= Work instruction =
Word for word, restate every entry that follows.

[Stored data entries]
┌──

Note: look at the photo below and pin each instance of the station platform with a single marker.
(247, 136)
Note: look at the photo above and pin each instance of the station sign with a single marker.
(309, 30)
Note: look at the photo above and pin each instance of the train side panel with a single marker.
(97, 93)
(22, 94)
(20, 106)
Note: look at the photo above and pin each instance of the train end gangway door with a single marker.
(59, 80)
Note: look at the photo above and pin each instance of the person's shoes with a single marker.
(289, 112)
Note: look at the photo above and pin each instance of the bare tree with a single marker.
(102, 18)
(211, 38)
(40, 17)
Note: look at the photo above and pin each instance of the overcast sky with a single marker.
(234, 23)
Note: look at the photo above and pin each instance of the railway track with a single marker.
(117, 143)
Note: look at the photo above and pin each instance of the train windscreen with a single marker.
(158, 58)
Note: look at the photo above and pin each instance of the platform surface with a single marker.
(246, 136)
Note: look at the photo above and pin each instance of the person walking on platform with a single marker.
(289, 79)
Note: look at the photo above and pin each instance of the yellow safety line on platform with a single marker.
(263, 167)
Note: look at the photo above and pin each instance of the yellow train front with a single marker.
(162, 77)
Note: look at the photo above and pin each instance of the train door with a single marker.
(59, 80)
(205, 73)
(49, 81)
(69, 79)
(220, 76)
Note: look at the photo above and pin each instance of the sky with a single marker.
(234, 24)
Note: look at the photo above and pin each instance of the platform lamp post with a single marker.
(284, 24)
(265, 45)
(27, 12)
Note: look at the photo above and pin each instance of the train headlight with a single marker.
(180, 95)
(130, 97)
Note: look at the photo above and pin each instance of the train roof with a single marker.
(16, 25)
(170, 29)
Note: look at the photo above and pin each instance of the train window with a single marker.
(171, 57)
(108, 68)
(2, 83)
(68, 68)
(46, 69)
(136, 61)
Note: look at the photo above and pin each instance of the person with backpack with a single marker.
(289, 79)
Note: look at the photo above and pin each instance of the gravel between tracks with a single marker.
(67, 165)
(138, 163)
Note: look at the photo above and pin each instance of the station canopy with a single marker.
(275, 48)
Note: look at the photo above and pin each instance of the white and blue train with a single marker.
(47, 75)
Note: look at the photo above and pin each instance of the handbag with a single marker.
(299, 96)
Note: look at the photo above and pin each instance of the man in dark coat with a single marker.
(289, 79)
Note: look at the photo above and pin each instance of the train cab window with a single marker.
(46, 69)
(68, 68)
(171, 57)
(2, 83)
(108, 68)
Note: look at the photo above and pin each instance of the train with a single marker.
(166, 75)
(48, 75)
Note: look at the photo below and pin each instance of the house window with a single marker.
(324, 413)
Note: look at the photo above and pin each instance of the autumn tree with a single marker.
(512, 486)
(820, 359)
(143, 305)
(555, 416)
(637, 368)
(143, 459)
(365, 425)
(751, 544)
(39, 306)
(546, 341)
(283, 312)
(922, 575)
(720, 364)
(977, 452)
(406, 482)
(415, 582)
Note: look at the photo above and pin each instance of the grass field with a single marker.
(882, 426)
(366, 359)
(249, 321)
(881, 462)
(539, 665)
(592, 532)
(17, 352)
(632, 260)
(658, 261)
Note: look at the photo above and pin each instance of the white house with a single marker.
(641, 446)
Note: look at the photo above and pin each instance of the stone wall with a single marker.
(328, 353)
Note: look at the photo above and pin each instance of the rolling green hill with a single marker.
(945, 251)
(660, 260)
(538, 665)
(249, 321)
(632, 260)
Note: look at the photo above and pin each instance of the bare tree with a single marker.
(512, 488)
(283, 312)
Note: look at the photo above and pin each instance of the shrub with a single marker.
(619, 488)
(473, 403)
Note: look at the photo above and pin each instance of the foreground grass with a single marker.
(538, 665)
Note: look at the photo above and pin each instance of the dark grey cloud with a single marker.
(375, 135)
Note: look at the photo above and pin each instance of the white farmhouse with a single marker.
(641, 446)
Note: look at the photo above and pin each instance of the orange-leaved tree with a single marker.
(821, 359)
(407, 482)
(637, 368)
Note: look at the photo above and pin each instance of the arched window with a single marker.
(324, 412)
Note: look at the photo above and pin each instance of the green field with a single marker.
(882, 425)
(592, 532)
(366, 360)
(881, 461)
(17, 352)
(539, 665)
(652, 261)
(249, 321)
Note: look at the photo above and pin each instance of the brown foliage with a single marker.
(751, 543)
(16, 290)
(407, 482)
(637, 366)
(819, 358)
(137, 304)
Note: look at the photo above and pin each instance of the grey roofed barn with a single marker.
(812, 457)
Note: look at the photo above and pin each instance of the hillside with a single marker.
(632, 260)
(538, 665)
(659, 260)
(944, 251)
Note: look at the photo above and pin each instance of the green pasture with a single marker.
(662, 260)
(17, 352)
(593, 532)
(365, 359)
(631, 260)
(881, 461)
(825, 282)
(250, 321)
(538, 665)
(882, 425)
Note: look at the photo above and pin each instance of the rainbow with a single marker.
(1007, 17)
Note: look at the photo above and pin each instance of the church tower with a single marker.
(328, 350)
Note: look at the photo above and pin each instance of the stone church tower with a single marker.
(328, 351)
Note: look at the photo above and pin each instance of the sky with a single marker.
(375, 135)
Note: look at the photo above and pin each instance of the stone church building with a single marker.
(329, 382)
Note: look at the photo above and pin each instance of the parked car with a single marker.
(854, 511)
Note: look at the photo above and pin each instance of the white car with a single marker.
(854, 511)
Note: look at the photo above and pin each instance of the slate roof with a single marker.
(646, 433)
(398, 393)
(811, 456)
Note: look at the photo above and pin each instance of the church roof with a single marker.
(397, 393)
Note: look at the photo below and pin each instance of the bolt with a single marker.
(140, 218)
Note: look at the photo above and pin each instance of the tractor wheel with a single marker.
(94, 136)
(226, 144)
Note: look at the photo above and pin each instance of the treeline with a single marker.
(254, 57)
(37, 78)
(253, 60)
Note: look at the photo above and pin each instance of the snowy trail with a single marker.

└──

= Result =
Note: look at the photo below and pin each instance of the station platform with a single marker.
(247, 136)
Note: look at the photo above and pin each instance of the station sign with a single marker.
(309, 30)
Note: look at the photo above and pin each instance of the train side panel with a single marker.
(97, 93)
(22, 94)
(20, 106)
Note: look at the photo above and pin each instance of the train end gangway door with a single marker.
(59, 80)
Note: look at the photo above and pin each instance of the person's shoes with a single marker.
(289, 112)
Note: look at the photo above and pin each instance of the bare tree with a single marker.
(102, 18)
(211, 38)
(40, 17)
Note: look at the photo above and pin each instance of the overcast sky with a single marker.
(234, 23)
Note: look at the photo above and pin each instance of the railway track with a single marker.
(117, 143)
Note: look at the photo above and pin each instance of the train windscreen with a single marker.
(158, 58)
Note: look at the photo above and pin each instance of the platform surface with a single marker.
(246, 136)
Note: look at the photo above and pin each instance of the person walking on platform with a single marker.
(289, 79)
Note: look at the photo above and pin each instance of the yellow safety line on platform with a single marker.
(263, 167)
Note: look at the photo above and pin each instance of the yellow train front with a single marker.
(162, 77)
Note: look at the photo above and pin each instance of the train door with a single marker.
(59, 80)
(205, 73)
(49, 81)
(69, 79)
(220, 76)
Note: look at the photo above and pin each instance of the sky with a single marker.
(234, 24)
Note: look at the photo above and pin each instance of the platform lamp post with a single marker.
(284, 24)
(265, 45)
(27, 12)
Note: look at the photo above and pin each instance of the train headlight with a single marker.
(180, 95)
(130, 97)
Note: look at the photo above and pin each instance of the train roof with a single marker.
(16, 25)
(170, 29)
Note: look at the photo above and pin each instance of the train window with a single marker.
(171, 57)
(108, 68)
(2, 83)
(68, 68)
(46, 69)
(136, 61)
Note: look at the photo above and pin each instance of the person with backpack with a single marker.
(289, 79)
Note: look at the photo above and pin each instance of the gravel between tracks with a single marker.
(67, 165)
(138, 163)
Note: look at the photo above and pin each instance of the station canopy with a single marker.
(275, 48)
Note: look at the photo above and pin each instance of the white and blue train with a single marker.
(47, 75)
Note: look at the photo above and pin each instance of the handbag with a single marker.
(299, 96)
Note: look at the photo above and pin each instance of the man in dark coat with a single marker.
(289, 79)
Note: look at the photo above and pin each instance of the train cab window with a single marker.
(46, 69)
(68, 68)
(171, 57)
(2, 83)
(108, 68)
Note: look at the photo above and pin each instance of the train with a single marker.
(166, 75)
(48, 75)
Note: look at the photo below and pin each instance of the house window with a single marker.
(324, 413)
Note: look at the photo above and pin each instance of the autumn tree with a single marker.
(512, 486)
(820, 359)
(143, 305)
(555, 416)
(637, 368)
(143, 459)
(365, 425)
(751, 544)
(39, 306)
(546, 341)
(283, 312)
(922, 575)
(720, 364)
(977, 452)
(406, 482)
(415, 582)
Note: look at the photo above and pin each instance of the grass field with a single marker.
(882, 426)
(366, 359)
(249, 321)
(881, 462)
(539, 665)
(592, 532)
(17, 352)
(632, 260)
(658, 261)
Note: look at the photo above and pin each instance of the white house with a single marker.
(641, 446)
Note: look at the photo above and pin each instance of the stone wall with a single marker.
(328, 353)
Note: look at the photo above and pin each instance of the rolling green hill with a single marker.
(945, 251)
(660, 260)
(538, 665)
(249, 321)
(632, 260)
Note: look at the photo above and pin each instance of the bare tree with a single marker.
(512, 488)
(283, 312)
Note: look at the photo above and pin each instance of the shrub with a single marker.
(619, 488)
(473, 403)
Note: look at the photo above and pin each instance of the foreground grass with a single marker.
(538, 665)
Note: look at the photo above and pin each instance of the dark grey cloud with a single marker.
(375, 135)
Note: look at the photo above and pin each instance of the white farmhouse with a single marker.
(641, 446)
Note: look at the photo above and pin each instance of the orange-leaved tree with a single marker.
(821, 359)
(407, 482)
(637, 368)
Note: look at the photo above and pin each instance of the arched window with a single marker.
(324, 412)
Note: look at the photo above and pin each instance of the green field with a single marker.
(882, 425)
(592, 532)
(366, 360)
(881, 461)
(17, 352)
(539, 665)
(652, 261)
(249, 321)
Note: look at the photo above and pin each instance of the brown foliage with a single marker.
(751, 543)
(16, 290)
(407, 482)
(637, 366)
(819, 358)
(137, 304)
Note: look at the photo above and pin each instance of the grey roofed barn with a single marker.
(812, 457)
Note: look at the photo above and pin each instance of the hillside with a single marker.
(632, 260)
(538, 665)
(659, 260)
(944, 251)
Note: look at the photo above and pin each instance of the green pasture with a single marker.
(662, 260)
(17, 352)
(593, 532)
(365, 359)
(631, 260)
(881, 461)
(825, 282)
(250, 321)
(538, 665)
(882, 425)
Note: look at the photo above and pin each instance of the rainbow with a single marker.
(1007, 17)
Note: look at the photo above and pin each instance of the church tower with a single marker.
(328, 350)
Note: look at the photo above and pin each instance of the stone church tower with a single marker.
(328, 351)
Note: look at the photo above and pin each instance of the sky with a single marker.
(375, 135)
Note: look at the photo above and pin each instance of the stone church building with a single marker.
(329, 382)
Note: look at the photo above and pin each instance of the parked car with a single marker.
(854, 511)
Note: look at the photo above and pin each instance of the white car with a single marker.
(854, 511)
Note: look at the photo above and pin each instance of the slate roof with a single marker.
(646, 433)
(398, 393)
(811, 456)
Note: look at the photo above and pin each instance of the church roof with a single marker.
(397, 393)
Note: look at the photo below and pin each instance of the bolt with a single marker.
(140, 218)
Note: look at the photo above and pin each instance of the tractor wheel with a single marker.
(94, 136)
(226, 144)
Note: look at the photo above and pin each instance of the treeline with a single marker.
(254, 57)
(37, 78)
(253, 60)
Note: look at the photo above and pin each instance of the snowy trail with a single marker.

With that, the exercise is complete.